### WRITTEN INSTRUCTION:
Return every line of the data below that contains the word "building", copying each line unchanged.

Point annotation data records
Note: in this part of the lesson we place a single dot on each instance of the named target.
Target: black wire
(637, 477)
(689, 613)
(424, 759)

--

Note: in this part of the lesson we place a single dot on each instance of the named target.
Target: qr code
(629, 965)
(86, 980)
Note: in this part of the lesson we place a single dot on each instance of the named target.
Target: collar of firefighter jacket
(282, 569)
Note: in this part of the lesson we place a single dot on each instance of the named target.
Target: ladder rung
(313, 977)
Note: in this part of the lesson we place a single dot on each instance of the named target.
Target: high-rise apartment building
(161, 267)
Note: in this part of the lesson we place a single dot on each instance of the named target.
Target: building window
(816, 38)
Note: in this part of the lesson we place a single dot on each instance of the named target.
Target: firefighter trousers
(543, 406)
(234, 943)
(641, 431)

### EXERCISE RESULT:
Target: high-rise apartment building
Target: building window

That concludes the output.